Required action 1 |
In the thread on website analytics, which service was found to include the Google Analytics script in the docs even when it was not configured?
Required action 2 |
Write the next part of the thread on website analytics, picking up after its last line.
BEGIN Extract to read
One thing I like about Goat Counter is its lightweight UI that loads without a noticeable delay. I may go for Plausile for some sites for the features Goat Counter doesn’t have, but it’s trading those features for spinner-free UI.
Also, not using Google Analytics (or anything) on your site is easy… when other people are involved, it becomes much harder, especially if your project is not a website/service, and you want to offload that work to someone else.
Staying lean and lightweight has been a goal of mine with Plausible. Of course, tradeoffs have been made. As the UI grew more complex I started using React but now I’m planning to move to Preact to save on bundle size.
The spinners are there because the actual stats engine is quite naive at the moment. I don’t pre-aggregate any of these graphs and they take linear time to draw. It worked fine for a while but this approach is starting to become a problem.
The next things on my list are adding annual plans and then re-writing the stats engine. The goal is to fetch these graphs in constant time, under 500ms at minimum but a good goal would be 200ms.
No promises, but you can expect less spinning in the near-term future :)
We’re using Gitbook for docs and it looks like they include the GA script even when you don’t have it configured. That’s terrible, thanks for pointing it out.
I guess it shows how pervasive GA really is.
I’ve considered self-hosting our docs previously. This is a good reason to stop using Gitbook and make the move. Cheers.
[…]
To enhance the visitor privacy, we don’t actually store the raw visitor IP address in our database or logs. We run it through a one-way hash function to scramble the raw IP addresses and make them impossible to recover.
[…]
hash(website_domain + ip_address + user_agent)
END Extract to read
BEGIN Listed entries
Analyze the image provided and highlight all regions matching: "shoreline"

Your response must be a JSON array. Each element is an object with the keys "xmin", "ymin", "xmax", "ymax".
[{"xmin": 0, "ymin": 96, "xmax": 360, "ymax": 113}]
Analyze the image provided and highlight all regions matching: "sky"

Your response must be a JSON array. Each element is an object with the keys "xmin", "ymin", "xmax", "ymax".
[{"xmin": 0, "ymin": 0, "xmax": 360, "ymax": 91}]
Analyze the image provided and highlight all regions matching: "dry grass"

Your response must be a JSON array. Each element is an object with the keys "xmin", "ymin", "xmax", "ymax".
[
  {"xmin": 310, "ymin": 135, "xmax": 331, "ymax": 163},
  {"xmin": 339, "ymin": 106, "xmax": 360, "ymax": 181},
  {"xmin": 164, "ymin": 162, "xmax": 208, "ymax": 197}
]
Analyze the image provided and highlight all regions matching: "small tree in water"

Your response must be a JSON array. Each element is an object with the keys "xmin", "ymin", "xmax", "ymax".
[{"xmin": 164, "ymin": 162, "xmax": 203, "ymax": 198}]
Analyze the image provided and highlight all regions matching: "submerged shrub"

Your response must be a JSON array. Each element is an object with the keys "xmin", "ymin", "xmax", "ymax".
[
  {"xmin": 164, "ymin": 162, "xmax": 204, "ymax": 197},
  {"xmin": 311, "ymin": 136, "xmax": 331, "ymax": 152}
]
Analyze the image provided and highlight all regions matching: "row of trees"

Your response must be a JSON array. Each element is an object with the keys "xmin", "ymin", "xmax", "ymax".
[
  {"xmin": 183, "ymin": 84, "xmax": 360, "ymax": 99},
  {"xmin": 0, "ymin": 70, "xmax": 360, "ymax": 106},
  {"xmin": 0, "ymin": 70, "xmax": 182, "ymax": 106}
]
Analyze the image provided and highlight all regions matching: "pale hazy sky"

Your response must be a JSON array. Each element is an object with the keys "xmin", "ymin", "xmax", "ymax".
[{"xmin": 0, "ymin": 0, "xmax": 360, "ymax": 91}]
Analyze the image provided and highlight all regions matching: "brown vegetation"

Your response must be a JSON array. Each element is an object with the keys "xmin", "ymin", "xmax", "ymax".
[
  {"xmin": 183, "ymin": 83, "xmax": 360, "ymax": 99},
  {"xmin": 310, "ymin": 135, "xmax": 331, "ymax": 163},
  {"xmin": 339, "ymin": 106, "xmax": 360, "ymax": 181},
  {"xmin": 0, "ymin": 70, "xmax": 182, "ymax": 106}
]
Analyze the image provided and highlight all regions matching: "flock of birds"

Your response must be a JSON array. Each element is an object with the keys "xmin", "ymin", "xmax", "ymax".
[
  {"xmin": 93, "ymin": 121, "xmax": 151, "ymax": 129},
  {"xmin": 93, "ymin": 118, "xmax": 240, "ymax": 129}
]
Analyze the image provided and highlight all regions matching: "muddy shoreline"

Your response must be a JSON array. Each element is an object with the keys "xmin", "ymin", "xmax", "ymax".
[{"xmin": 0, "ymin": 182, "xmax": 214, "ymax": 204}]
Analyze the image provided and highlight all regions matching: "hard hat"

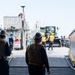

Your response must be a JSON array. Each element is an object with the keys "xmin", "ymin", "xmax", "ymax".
[{"xmin": 34, "ymin": 33, "xmax": 42, "ymax": 43}]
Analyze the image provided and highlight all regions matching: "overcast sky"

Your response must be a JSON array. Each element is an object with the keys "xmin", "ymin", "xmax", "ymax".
[{"xmin": 0, "ymin": 0, "xmax": 75, "ymax": 36}]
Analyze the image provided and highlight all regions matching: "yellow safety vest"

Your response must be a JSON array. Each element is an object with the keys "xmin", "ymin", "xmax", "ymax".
[
  {"xmin": 42, "ymin": 37, "xmax": 46, "ymax": 42},
  {"xmin": 49, "ymin": 35, "xmax": 54, "ymax": 42}
]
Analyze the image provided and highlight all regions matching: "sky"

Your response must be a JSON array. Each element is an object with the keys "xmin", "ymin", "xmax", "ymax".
[{"xmin": 0, "ymin": 0, "xmax": 75, "ymax": 36}]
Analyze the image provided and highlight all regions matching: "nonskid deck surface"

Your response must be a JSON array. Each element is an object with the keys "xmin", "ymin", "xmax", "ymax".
[{"xmin": 9, "ymin": 47, "xmax": 75, "ymax": 75}]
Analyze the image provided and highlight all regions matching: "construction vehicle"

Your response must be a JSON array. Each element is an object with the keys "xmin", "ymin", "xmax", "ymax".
[{"xmin": 40, "ymin": 26, "xmax": 61, "ymax": 47}]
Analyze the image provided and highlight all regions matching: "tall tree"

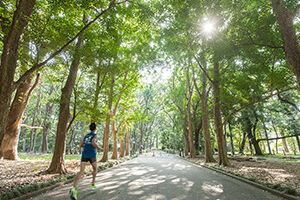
END Listed entries
Written response 1 |
Gitbook

Written response 2 |
To call that “impossible to recover” is quite strange. Let’s assume that they use a fast hash, then an attacker could calculate billions of combinations a second. I.e. all possible IPv4s and the 100 most popular user agents in a couple of minutes.
A random cookie with a daily expiry date seems to be safer than that to me.
You are technically correct. IP addresses protected with this method could be recovered via an offline brute force cracking attack. I don’t think this is an important vulnerability though.
From a technical perspective, sensitive information like passwords are routinely stored the same way. There are well-established ways to do this securely, including strong hash functions, salt & pepper, securing the underlying storage, rate limiting, etc. These techniques can be applied here if additional security is needed. Plausible’s Data Policy Page, which you quoted, does not provide sufficient detail to asses the quality of their hash implementation.
From a business perspective, even weak hashing significantly reduces the value of the data. It makes it much harder to join Plausible’s data with other analytics datasets on IP address. You would have to calculate an equivalent hash on the target dataset or carry out the attack you described. Hashing sends a signal that Plausible doesn’t plan to do this and makes it harder for them to change their minds about this later.
Finally, I think it’s strictly better to have weakly hashed IP addresses than to have IP addresses in the clear. It’s a step you can take to protect the privacy of your users while still improving your site and finding problems.
Sadly, there’s no hope for anonymizing IPs (same for tel numbers). For IPv4 the search space is just too small. Even properly hashed passwords are crackable if the passwords are weak. And IP is a weak password.
Password hashing uses slow hashes, but for request logging this would be staggering amount of CPU. And if you accelerate that by keeping IP->hash cache, then you’re creating a deanonymizing device.
website_domain is known from the database, and user_agent presumably too (and if it’s not, there are only ~1k common User-Agents, and ~25k in total being used). The number of IPv4 addresses is limited to ~4 billion (and you can reduce this number by excluding AWS netblocks and such).
So storing it with this predictable data results in so few permutations that you might as well not do it at all. It’s most certainly not “impossible to recover”, as claimed.
Regardless of whether or not this is a bad thing, it’s probably not considered anonymisation under GDPR.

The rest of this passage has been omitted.